[TASK INSTRUCTIONS] Count the lines in the rows below that contain the string "brick". Reply with the number only.

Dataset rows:
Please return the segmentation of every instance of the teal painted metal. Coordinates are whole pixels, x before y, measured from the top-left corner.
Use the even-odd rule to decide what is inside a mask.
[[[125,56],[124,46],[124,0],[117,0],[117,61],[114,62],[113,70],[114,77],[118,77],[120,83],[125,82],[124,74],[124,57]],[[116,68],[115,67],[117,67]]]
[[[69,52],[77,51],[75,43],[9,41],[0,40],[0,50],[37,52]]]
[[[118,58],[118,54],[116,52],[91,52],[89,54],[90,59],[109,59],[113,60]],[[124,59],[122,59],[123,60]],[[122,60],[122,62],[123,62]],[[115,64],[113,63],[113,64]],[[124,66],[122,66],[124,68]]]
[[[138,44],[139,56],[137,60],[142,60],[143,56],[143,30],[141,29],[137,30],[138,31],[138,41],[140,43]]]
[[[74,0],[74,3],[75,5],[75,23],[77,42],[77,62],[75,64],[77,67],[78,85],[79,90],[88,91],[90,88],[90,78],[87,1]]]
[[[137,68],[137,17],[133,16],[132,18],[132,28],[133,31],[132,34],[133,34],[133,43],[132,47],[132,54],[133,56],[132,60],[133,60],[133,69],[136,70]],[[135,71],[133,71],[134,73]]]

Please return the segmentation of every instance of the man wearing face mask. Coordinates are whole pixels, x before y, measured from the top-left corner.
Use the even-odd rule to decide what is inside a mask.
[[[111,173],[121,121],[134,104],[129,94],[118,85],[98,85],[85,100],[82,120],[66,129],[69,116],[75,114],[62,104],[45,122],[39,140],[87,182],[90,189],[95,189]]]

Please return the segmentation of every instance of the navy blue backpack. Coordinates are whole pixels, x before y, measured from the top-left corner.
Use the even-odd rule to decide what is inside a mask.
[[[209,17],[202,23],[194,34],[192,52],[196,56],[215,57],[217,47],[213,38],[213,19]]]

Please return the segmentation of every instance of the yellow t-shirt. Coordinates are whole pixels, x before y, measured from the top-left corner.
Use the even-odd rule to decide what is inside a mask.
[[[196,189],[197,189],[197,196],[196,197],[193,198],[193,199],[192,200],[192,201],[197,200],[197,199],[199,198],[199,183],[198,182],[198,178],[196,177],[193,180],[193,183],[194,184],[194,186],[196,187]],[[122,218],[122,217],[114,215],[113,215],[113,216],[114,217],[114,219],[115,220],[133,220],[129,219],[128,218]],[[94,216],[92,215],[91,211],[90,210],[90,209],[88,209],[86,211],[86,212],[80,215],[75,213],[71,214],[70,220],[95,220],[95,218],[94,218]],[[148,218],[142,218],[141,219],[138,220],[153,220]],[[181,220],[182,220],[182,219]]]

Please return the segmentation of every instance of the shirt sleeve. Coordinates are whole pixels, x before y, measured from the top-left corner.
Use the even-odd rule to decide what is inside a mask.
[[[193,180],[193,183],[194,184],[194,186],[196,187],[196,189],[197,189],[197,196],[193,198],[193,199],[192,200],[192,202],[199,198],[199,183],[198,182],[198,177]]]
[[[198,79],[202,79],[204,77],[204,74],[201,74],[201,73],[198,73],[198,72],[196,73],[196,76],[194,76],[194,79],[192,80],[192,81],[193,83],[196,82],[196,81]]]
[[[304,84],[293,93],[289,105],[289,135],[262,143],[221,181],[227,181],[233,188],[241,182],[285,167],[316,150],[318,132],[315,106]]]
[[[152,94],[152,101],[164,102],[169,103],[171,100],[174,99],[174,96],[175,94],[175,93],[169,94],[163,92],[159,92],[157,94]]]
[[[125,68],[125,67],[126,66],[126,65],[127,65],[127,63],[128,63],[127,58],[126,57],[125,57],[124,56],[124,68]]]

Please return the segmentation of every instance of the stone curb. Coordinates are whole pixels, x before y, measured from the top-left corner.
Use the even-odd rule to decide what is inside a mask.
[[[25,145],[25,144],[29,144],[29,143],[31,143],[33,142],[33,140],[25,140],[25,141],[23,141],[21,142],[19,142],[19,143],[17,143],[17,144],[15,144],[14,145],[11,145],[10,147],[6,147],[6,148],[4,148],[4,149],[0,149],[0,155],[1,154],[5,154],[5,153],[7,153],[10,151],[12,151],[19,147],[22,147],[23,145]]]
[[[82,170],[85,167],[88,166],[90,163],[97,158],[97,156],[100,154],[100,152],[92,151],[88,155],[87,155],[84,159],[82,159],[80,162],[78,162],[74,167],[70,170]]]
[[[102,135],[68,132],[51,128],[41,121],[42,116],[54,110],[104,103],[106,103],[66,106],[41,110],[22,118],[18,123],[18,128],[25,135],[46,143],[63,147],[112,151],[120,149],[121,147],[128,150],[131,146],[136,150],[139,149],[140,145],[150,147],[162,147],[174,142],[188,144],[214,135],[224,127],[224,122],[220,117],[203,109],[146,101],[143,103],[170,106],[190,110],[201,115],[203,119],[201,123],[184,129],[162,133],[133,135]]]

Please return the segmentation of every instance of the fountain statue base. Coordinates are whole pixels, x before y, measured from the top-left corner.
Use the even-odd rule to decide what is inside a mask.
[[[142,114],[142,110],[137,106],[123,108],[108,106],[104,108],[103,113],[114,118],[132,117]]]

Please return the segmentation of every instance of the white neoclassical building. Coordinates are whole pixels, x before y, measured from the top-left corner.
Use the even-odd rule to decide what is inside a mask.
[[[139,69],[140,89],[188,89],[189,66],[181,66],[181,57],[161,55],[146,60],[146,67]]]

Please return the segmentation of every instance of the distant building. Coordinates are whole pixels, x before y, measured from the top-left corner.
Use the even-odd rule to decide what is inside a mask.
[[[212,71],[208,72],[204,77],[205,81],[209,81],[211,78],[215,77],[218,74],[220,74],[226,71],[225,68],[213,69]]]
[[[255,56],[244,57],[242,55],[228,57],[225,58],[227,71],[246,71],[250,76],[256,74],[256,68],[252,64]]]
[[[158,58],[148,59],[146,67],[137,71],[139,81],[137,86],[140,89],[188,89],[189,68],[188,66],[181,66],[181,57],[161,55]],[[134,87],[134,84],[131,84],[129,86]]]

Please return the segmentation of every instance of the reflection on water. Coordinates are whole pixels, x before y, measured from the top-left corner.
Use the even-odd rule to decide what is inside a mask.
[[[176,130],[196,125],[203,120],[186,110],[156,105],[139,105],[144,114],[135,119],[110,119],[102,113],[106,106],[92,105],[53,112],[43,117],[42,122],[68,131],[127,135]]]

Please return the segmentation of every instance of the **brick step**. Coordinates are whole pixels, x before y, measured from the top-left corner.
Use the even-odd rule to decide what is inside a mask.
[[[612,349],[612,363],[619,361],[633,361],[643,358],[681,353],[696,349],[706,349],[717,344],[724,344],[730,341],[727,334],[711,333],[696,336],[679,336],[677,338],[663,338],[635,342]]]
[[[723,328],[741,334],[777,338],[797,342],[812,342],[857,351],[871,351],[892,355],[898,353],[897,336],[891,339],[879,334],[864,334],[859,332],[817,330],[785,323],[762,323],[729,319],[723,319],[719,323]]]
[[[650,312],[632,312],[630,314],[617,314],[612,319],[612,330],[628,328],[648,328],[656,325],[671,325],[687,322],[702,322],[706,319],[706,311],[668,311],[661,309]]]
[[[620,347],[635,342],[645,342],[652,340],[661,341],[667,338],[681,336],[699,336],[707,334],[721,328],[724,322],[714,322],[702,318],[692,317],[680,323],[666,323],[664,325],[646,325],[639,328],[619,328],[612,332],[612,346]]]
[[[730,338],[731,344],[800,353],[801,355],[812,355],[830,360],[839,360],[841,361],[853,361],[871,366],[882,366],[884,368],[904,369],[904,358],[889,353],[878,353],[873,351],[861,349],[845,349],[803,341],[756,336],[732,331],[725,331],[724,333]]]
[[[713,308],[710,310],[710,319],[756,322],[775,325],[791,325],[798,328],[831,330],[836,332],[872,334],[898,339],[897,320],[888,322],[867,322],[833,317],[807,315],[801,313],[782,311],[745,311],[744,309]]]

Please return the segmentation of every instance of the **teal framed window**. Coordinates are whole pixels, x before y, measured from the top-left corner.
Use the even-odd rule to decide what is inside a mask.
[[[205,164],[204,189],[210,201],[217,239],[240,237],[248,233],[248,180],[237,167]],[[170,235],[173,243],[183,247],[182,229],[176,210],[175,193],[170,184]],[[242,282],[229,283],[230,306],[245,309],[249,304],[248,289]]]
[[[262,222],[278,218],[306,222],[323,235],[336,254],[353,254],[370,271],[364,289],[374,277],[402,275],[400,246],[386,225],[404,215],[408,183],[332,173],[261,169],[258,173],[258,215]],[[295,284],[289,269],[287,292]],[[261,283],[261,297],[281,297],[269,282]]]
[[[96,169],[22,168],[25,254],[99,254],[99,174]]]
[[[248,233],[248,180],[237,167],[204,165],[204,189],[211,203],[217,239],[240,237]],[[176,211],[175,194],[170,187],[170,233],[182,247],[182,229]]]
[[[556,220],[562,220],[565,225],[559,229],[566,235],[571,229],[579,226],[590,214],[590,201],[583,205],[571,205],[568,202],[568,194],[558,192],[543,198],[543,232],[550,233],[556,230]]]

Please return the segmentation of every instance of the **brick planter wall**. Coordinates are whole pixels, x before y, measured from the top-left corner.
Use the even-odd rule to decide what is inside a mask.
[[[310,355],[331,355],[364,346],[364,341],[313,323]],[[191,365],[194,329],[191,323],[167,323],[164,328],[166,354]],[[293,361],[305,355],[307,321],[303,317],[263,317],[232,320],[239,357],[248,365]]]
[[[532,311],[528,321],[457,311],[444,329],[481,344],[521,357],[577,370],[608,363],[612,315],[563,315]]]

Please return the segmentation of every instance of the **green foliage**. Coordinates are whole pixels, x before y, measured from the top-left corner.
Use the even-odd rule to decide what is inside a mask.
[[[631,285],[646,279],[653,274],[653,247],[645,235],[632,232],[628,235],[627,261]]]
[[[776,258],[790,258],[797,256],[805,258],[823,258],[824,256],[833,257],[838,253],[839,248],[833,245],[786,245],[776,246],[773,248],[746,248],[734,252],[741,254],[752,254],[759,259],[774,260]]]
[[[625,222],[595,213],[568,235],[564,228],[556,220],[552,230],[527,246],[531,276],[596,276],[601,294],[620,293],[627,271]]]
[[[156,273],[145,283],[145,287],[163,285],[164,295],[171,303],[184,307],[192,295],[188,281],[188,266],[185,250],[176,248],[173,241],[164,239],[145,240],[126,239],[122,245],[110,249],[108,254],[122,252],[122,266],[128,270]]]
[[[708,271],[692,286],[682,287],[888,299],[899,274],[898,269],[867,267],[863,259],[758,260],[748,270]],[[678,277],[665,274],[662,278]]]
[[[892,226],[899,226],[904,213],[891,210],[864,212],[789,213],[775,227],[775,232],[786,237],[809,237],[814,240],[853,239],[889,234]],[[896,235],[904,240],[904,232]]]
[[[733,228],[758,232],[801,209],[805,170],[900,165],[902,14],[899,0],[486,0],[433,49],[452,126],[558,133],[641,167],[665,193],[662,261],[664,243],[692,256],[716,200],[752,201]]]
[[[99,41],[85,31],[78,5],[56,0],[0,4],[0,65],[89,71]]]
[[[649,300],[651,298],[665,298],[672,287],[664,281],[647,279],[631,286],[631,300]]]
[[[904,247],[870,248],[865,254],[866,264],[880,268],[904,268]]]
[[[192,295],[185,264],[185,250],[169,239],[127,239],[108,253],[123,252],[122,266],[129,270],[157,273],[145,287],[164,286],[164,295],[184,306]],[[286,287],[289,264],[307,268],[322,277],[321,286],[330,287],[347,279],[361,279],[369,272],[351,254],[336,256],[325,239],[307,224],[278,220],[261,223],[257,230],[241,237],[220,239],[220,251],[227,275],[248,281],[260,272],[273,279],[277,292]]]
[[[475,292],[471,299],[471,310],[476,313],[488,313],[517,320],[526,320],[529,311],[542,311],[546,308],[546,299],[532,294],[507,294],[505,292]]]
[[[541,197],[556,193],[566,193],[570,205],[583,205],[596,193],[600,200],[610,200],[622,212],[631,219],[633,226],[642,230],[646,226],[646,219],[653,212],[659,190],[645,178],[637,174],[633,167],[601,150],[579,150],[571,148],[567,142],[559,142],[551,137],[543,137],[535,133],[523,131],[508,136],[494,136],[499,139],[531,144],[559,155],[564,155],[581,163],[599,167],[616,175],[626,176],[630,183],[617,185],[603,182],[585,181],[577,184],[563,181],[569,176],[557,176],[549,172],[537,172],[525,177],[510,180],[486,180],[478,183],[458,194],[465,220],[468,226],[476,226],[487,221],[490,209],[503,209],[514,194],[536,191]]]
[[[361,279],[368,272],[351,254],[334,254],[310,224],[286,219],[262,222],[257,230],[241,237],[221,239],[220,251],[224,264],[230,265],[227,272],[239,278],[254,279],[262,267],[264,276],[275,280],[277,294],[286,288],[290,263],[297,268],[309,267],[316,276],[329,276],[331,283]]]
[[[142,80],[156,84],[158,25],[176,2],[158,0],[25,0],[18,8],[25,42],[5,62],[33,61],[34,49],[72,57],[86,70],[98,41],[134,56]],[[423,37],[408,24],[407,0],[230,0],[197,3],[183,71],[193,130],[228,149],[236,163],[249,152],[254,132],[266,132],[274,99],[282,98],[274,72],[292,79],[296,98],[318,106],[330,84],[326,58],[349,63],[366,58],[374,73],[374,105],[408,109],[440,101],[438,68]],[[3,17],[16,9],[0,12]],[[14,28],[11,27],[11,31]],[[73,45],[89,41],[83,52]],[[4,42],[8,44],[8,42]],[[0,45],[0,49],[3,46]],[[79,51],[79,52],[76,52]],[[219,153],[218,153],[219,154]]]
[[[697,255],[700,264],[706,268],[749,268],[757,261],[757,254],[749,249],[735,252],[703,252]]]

[FULL ANSWER] 2